Object position labeling entries:
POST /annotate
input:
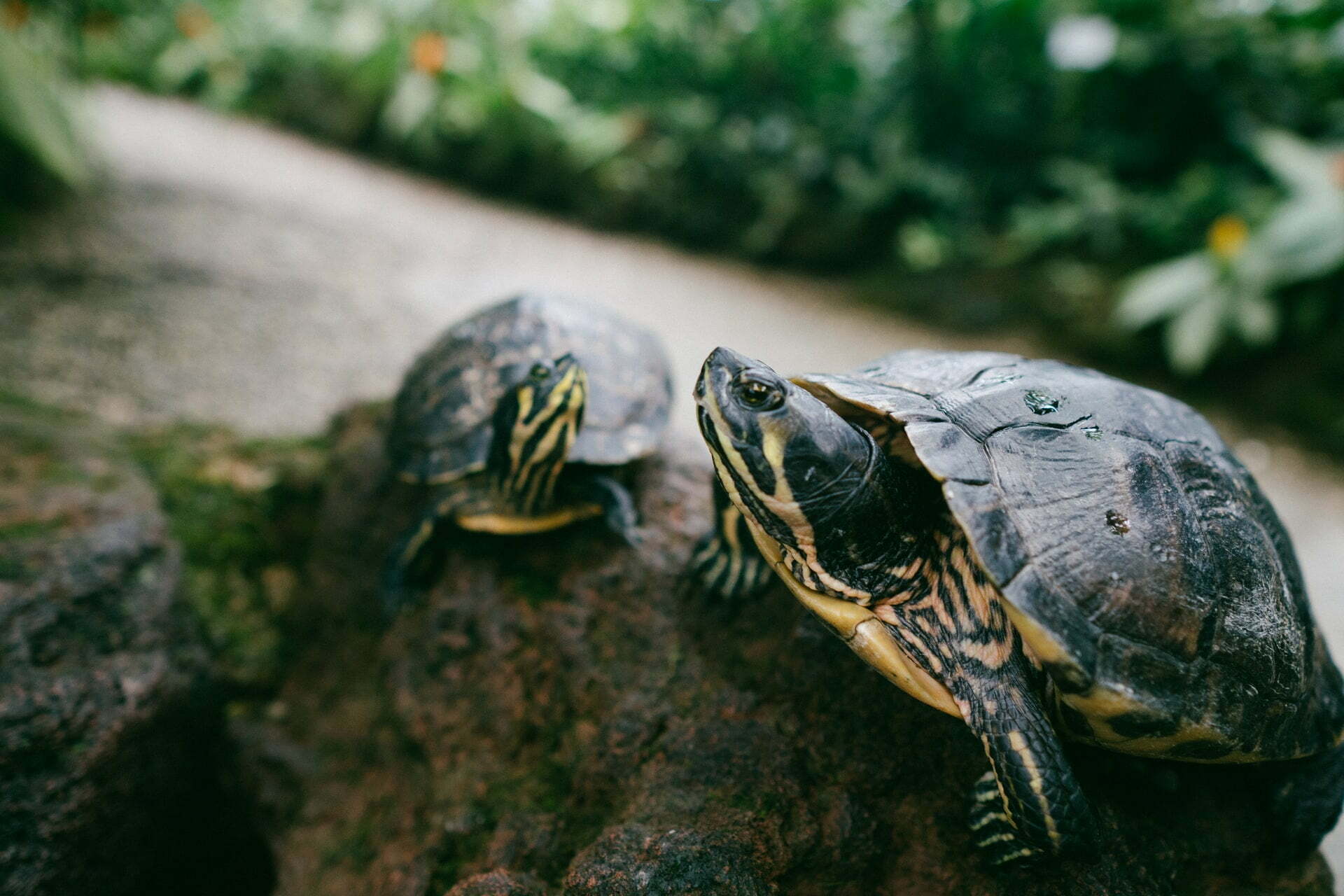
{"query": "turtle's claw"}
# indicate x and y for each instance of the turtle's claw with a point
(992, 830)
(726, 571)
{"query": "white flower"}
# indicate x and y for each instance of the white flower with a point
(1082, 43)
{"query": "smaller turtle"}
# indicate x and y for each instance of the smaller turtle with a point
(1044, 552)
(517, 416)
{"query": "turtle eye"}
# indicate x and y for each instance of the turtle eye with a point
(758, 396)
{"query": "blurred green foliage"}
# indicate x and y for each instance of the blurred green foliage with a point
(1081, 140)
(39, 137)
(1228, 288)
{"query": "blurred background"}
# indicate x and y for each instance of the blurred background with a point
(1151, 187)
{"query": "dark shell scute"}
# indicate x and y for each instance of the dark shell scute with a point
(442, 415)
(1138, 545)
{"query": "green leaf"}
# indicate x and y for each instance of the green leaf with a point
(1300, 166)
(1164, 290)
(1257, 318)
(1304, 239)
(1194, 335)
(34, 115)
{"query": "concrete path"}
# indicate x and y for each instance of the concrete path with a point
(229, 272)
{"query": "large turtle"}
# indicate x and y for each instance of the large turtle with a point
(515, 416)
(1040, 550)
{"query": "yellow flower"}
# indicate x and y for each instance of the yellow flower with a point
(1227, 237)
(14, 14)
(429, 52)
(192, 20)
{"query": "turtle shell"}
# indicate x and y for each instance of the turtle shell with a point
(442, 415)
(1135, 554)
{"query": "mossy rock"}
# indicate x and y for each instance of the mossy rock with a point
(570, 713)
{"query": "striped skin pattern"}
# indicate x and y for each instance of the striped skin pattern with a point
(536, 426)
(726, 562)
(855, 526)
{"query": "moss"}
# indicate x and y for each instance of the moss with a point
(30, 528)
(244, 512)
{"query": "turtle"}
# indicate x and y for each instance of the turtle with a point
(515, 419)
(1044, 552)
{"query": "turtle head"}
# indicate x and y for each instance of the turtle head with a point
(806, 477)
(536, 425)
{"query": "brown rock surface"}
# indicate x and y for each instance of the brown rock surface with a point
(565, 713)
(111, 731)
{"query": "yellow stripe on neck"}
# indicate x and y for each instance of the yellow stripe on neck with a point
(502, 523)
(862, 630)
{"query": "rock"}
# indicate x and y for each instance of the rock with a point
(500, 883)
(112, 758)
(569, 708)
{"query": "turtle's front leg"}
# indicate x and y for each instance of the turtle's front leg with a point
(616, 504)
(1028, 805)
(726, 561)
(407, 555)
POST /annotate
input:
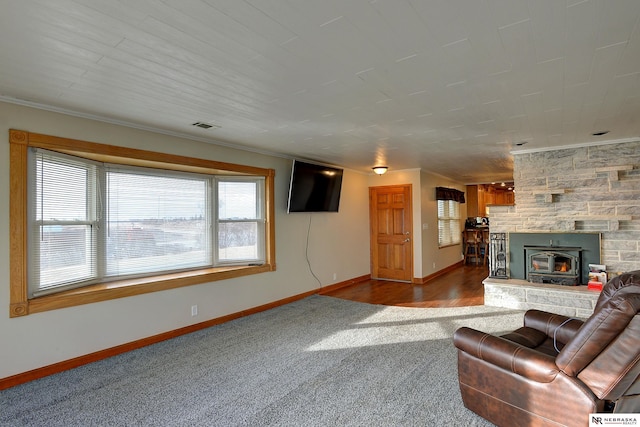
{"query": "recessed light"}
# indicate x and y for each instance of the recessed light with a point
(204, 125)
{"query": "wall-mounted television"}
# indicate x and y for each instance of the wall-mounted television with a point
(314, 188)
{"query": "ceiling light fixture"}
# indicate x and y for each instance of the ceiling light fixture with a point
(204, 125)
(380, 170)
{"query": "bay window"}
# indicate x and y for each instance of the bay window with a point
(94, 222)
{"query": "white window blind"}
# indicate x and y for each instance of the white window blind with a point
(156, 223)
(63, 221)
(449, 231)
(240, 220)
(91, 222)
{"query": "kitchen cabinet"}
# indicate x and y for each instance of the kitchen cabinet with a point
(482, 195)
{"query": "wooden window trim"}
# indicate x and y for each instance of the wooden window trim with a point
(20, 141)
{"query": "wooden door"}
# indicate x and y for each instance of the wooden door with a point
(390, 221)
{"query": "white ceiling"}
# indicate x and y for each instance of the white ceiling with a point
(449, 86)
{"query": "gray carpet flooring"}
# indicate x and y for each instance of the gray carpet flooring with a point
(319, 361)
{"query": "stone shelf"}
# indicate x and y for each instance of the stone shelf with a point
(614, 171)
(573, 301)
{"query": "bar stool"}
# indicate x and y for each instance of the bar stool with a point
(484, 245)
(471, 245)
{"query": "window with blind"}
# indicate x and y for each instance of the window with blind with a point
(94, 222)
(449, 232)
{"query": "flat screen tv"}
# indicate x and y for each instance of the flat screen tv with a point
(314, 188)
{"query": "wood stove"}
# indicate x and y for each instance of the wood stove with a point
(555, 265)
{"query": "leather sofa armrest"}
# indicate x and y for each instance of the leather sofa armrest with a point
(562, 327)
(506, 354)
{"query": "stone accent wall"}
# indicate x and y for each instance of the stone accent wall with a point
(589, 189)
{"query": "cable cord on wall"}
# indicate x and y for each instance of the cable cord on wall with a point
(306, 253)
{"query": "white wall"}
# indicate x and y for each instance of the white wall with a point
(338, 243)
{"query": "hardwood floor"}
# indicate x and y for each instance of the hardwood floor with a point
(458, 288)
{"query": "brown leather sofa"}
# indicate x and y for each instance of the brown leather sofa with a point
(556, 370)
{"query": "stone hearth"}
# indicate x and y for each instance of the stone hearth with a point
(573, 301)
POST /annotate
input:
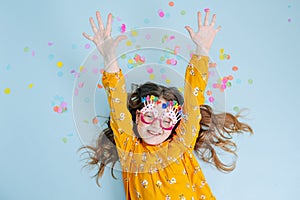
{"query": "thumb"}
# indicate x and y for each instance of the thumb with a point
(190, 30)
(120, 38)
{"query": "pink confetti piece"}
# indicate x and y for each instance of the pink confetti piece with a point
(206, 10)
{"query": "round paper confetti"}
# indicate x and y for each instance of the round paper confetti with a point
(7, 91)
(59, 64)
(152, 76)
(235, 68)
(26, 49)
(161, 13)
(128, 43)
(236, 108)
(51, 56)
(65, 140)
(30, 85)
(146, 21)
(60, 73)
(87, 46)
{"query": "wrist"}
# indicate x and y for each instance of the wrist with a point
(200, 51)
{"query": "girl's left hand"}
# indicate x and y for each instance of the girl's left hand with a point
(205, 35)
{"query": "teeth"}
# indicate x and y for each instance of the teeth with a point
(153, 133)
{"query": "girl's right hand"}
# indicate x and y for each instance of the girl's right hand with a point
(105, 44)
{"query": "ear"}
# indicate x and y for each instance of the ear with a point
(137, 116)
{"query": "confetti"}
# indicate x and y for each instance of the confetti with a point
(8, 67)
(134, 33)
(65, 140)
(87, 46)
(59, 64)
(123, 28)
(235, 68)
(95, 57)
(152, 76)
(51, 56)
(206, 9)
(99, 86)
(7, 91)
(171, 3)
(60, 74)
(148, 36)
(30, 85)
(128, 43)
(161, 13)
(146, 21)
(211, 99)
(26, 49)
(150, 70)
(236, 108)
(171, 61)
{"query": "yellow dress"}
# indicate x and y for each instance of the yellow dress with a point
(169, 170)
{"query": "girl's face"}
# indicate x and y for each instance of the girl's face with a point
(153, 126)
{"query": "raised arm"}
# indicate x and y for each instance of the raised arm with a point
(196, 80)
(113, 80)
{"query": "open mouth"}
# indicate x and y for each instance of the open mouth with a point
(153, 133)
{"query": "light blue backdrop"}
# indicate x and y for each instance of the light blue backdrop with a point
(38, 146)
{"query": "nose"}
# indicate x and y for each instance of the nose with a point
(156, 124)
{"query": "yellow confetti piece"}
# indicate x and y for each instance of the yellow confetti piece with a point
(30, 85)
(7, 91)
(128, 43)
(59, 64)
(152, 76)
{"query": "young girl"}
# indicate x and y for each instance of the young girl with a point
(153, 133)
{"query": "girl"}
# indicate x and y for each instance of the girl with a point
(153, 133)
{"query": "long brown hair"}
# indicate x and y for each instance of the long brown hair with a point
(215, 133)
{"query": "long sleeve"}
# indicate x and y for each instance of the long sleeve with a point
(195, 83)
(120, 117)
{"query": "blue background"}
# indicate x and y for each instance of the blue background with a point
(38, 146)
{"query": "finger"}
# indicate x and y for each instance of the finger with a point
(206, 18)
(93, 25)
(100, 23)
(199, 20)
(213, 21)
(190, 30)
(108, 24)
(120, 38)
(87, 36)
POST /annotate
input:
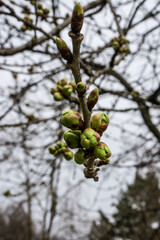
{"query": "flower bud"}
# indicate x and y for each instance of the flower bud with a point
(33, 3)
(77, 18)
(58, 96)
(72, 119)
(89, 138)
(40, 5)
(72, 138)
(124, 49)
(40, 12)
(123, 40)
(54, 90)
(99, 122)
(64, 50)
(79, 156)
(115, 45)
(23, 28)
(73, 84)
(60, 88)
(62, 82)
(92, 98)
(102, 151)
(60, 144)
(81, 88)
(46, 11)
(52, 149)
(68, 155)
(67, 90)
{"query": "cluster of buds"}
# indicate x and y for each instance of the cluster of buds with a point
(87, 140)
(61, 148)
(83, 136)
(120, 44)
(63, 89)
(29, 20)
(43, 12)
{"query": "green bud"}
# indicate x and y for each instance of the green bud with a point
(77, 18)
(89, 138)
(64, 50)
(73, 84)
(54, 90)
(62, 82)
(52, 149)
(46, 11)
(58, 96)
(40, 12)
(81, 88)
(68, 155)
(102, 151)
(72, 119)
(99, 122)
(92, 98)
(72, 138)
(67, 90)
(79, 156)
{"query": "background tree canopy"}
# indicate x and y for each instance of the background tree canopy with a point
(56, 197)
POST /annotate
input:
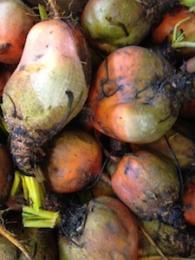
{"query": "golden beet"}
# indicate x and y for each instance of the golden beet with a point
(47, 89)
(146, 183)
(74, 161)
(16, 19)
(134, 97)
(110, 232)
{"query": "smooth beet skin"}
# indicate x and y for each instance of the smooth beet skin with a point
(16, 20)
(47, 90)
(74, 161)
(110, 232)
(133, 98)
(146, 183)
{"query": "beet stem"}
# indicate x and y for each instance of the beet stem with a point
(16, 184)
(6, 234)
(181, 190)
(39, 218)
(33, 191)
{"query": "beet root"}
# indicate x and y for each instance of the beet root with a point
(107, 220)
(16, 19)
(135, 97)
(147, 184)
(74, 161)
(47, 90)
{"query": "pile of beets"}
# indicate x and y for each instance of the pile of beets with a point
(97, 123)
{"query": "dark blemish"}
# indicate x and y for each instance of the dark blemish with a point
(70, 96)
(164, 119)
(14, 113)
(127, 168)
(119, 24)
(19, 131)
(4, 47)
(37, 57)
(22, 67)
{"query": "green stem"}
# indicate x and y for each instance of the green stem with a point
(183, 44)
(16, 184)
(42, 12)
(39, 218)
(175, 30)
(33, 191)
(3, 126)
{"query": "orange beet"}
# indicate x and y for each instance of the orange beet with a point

• [Description of the task]: Put the stretch of the data from its start through the line containing "(1228, 288)" into a JSON list of strings, with one string per line and no blank lines. Leave the pictures out of your answer.

• [Output for this task]:
[
  "POST /annotate",
  "input:",
  "{\"query\": \"turtle's claw\"}",
  "# indicate x and y for each instance of the turtle's claw with a point",
  "(992, 830)",
  "(726, 571)",
  "{\"query\": \"white flower\"}",
  "# indicate x and y for each instance of the white flower with a point",
  "(1082, 43)",
  "{\"query\": \"smaller turtle\"}",
  "# indicate x and y for each instance of the smaller turtle with a point",
  "(1044, 552)",
  "(517, 416)",
  "{\"query\": \"turtle eye\"}",
  "# indicate x and y for each instance of the turtle eye with a point",
  "(758, 396)",
  "{\"query\": \"blurred green foliage\"}",
  "# indicate x and y for each instance of the blurred green foliage with a point",
  "(1081, 140)",
  "(39, 137)",
  "(1228, 288)"
]